- **The task**: In full and word for word, copy the listing; no pictures belong in the copy.

*** Block opens ***

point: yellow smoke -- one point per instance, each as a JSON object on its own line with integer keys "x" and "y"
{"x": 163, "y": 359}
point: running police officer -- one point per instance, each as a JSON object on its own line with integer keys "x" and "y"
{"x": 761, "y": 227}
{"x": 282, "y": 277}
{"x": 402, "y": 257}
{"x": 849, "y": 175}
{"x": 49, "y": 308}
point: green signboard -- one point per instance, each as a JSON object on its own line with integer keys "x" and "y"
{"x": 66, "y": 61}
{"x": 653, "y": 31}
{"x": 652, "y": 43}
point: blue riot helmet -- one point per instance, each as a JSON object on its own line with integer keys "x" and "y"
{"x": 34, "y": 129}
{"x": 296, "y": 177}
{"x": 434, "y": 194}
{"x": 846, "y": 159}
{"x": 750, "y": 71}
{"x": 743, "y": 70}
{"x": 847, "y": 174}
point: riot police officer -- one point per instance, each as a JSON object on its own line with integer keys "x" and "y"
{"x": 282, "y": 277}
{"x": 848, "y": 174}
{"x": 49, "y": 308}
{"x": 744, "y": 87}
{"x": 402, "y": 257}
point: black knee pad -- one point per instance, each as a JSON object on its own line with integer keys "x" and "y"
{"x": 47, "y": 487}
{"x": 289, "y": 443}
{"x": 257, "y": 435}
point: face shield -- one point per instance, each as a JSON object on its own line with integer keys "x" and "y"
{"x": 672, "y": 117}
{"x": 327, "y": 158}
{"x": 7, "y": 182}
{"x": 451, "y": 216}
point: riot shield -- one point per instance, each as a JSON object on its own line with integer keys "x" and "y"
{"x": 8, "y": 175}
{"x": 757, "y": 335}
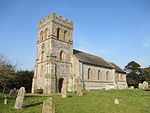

*** Block closes ***

- **Response below**:
point: yellow smoke -- one point per instance, each as a JSON object on its own line with integer keys "x" and "y"
{"x": 163, "y": 359}
point: running police officer -- one point per instance, each as a JSON object on its own line with integer keys "x" and "y"
{"x": 761, "y": 227}
{"x": 282, "y": 277}
{"x": 402, "y": 257}
{"x": 849, "y": 175}
{"x": 49, "y": 308}
point: green signboard -- one point per instance, each as a JSON object on its own line with integer keys "x" and "y"
{"x": 66, "y": 61}
{"x": 653, "y": 31}
{"x": 652, "y": 43}
point: blue riot helmet -- one point per instance, each as a JSON object on its own line with integer keys "x" and "y"
{"x": 34, "y": 129}
{"x": 296, "y": 177}
{"x": 434, "y": 194}
{"x": 846, "y": 159}
{"x": 750, "y": 71}
{"x": 743, "y": 70}
{"x": 847, "y": 174}
point: riot police officer -- one point per instance, each as a JSON object on its own line with integer keys "x" and "y"
{"x": 282, "y": 277}
{"x": 848, "y": 174}
{"x": 49, "y": 308}
{"x": 744, "y": 87}
{"x": 402, "y": 257}
point: black knee pad -- one point per instance, each as a JSON object on its own line with integer keys "x" and "y"
{"x": 47, "y": 487}
{"x": 289, "y": 443}
{"x": 257, "y": 435}
point: face shield -- one point per instance, each as a JSON object on its own line with integer keys "x" and "y"
{"x": 672, "y": 117}
{"x": 327, "y": 158}
{"x": 7, "y": 182}
{"x": 451, "y": 216}
point: riot shield -- one point per instance, each as a JSON object on its own line with integer keys "x" and "y"
{"x": 8, "y": 175}
{"x": 757, "y": 335}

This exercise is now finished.